> TASK BRIEF:
Format all of the items below as a two-column CSV with the headers "prompt" and "target". Each item gets one row, with its text and its answer in separate quoted fields and any line breaks replaced by spaces.

(Recorded data)
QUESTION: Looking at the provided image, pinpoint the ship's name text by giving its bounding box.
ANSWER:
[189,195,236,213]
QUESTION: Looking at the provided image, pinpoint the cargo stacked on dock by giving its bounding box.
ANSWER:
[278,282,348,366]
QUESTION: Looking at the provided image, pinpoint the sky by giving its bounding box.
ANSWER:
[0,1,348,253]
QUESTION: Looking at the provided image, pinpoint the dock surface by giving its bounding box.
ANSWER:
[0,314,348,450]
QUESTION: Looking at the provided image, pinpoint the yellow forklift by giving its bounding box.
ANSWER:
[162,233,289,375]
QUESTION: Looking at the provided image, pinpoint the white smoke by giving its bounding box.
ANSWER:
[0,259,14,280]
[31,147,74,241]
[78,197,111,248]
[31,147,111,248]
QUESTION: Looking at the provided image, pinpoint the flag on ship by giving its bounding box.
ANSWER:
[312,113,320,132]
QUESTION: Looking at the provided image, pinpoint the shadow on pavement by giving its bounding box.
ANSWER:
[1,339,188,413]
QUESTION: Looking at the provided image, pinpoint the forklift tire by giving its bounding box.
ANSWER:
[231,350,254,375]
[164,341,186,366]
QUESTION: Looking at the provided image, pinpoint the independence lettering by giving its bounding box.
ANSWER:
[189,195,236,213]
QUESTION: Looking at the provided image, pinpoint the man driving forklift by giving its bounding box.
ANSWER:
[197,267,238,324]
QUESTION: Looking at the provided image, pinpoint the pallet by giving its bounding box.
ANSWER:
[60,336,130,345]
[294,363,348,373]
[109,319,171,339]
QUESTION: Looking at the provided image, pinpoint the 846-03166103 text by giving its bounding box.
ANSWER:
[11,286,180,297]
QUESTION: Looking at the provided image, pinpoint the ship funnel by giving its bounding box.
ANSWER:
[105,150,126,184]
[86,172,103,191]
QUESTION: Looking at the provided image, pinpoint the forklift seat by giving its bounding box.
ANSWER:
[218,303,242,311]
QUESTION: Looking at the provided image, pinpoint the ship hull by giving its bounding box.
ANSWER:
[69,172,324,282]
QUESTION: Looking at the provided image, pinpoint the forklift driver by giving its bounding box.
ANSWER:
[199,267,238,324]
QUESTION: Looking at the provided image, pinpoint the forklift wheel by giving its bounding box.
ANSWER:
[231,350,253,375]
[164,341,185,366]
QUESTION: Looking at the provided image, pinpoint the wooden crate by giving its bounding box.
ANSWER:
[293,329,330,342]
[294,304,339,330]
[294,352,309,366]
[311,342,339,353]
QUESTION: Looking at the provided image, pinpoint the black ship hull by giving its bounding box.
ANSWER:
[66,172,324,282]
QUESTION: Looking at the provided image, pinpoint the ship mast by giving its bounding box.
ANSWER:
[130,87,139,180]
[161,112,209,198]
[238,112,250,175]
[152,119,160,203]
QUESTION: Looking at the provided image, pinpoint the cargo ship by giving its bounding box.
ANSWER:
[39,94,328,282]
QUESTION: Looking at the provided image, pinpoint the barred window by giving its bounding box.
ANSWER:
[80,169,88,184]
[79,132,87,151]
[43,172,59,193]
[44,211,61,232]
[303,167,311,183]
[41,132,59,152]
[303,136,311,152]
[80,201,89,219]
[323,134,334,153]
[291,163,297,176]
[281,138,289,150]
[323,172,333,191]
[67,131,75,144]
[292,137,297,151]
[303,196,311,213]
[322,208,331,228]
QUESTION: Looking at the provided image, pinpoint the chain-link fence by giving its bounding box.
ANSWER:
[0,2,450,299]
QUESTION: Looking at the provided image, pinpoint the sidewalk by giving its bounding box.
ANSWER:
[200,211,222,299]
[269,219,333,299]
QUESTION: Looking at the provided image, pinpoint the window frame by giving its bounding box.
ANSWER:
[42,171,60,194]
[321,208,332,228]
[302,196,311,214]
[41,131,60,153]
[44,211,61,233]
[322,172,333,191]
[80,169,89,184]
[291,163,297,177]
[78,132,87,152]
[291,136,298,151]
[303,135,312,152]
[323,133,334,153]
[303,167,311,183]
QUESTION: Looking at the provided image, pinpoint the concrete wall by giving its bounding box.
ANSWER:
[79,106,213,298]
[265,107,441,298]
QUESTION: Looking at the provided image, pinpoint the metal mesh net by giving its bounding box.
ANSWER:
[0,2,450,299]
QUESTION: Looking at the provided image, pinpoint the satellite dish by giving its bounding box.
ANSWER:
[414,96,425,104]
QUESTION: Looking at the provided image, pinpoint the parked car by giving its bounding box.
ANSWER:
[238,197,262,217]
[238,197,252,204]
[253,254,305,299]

> CORRECT RESPONSE:
prompt,target
"QUESTION: Looking at the provided image, pinpoint the ship's name text by giving its bounding box. ANSWER:","[189,195,236,213]"
"QUESTION: Looking at the provided image, pinpoint the cargo stacked on dock by giving its bounding box. ANSWER:","[278,282,348,366]"
"QUESTION: Looking at the provided image, pinpoint the sky by giving its bounding box. ANSWER:","[0,1,348,253]"
"QUESTION: Looking at the provided image, pinpoint the dock surface by giving its bounding box. ANSWER:","[0,314,348,450]"
"QUESTION: Looking at the provided image, pinpoint the yellow forklift by giving its bounding box. ANSWER:","[162,233,289,375]"
"QUESTION: Looking at the provided image, pinpoint the white smoke by giving its bounding box. ANSWER:","[0,259,14,280] [31,147,74,241] [78,197,111,248] [31,147,111,248]"
"QUESTION: Looking at the provided image, pinpoint the flag on ship by giving its bounding box. ANSWER:","[312,113,320,132]"
"QUESTION: Looking at the provided image, pinpoint the shadow on pavement by giving its bounding box. ANSWER:","[1,339,188,413]"
"QUESTION: Looking at the provided image, pinpoint the forklift tire by giving its bounding box. ANSWER:","[231,350,254,375] [164,341,186,366]"
"QUESTION: Looking at the provided image, pinpoint the independence lettering by giving its bounding box. ANSWER:","[189,195,236,213]"
"QUESTION: Looking at the provided image, pinpoint the man driving forklift by giving its bounding box. ANSWER:","[197,267,238,324]"
"QUESTION: Looking at the provided image, pinpoint the pallet by giving its bounding box. ANSWER:","[60,336,130,345] [294,363,348,373] [109,319,171,339]"
"QUESTION: Looking at the provided image, pinpoint the 846-03166103 text by giving its bounding box. ANSWER:","[11,286,180,297]"
"QUESTION: Looking at the provided image, pinpoint the ship funnel by giving its bounding box. ANSWER:","[105,150,126,184] [86,172,103,191]"
"QUESTION: Looking at the provided image, pinpoint the forklift seat by giving its bounding box. ANSWER:","[218,303,242,311]"
"QUESTION: Looking at the provided image, pinpoint the ship hull by giving its bounding box. ANSWER:","[69,172,324,282]"
"QUESTION: Looking at the provided image, pinpoint the forklift driver by giving its bounding box. ANSWER:","[199,267,238,324]"
"QUESTION: Looking at the provided image, pinpoint the forklift wheel by giving its bounding box. ANSWER:","[231,350,253,375] [164,341,185,366]"
"QUESTION: Looking at the provided image, pinpoint the wooden crate by giving its bounding box. ANSWER:","[293,329,330,342] [294,304,339,330] [294,352,309,366] [311,342,339,353]"
"QUESTION: Looking at the provided image, pinpoint the black ship hull by giving its bounding box. ANSWER:","[66,172,324,282]"
"QUESTION: Looking at the provided image, pinpoint the ship mast by giving its bounding box. ANSWER:","[130,87,139,180] [161,112,209,198] [238,112,250,175] [152,119,160,203]"
"QUESTION: Looking at the provided image, pinpoint the cargo ship by giving its bounding box. ANSWER:","[39,94,328,282]"
"QUESTION: Looking at the provided image, pinpoint the barred window by giving its bounding box. ANSWER:","[80,169,88,184] [79,132,87,151] [43,172,59,193] [44,211,61,232] [303,167,311,183] [41,132,59,152] [303,136,311,152] [80,201,89,219] [323,134,334,153] [291,163,297,176] [281,138,289,150] [323,172,333,191] [67,131,75,144] [292,137,297,151] [303,196,311,213] [322,208,331,228]"
"QUESTION: Looking at the provided image, pinpoint the chain-link fence by giving its bounding box. ANSWER:","[0,2,450,299]"
"QUESTION: Looking at the provided image, pinpoint the sidewalk by giving its bounding box. ANSWER:","[200,211,222,299] [269,219,333,299]"
"QUESTION: Looking at the provided image, pinpoint the window frame by giving its bounding box. ANSWER:","[42,171,60,194] [321,208,332,228] [302,196,311,214] [41,131,60,153] [44,211,61,233] [322,172,333,191] [80,169,89,184] [291,163,297,177] [78,132,87,152] [291,136,298,151] [303,135,312,152] [323,133,334,153] [303,167,311,183]"
"QUESTION: Looking at the provided image, pinpoint the concrete wall by giving its bounding box. ANSWER:","[79,106,213,298] [265,107,441,298]"
"QUESTION: Looking at the provided image, pinpoint the metal mesh net by giving its bounding box. ANSWER:","[0,2,450,299]"
"QUESTION: Looking at the provided image, pinpoint the satellite dish by giving its bounding box. ANSWER:","[414,96,425,104]"
"QUESTION: Looking at the provided image, pinpoint the parked car by giving its bounding box. ANSWER:","[238,197,262,217] [238,197,252,204] [253,254,305,299]"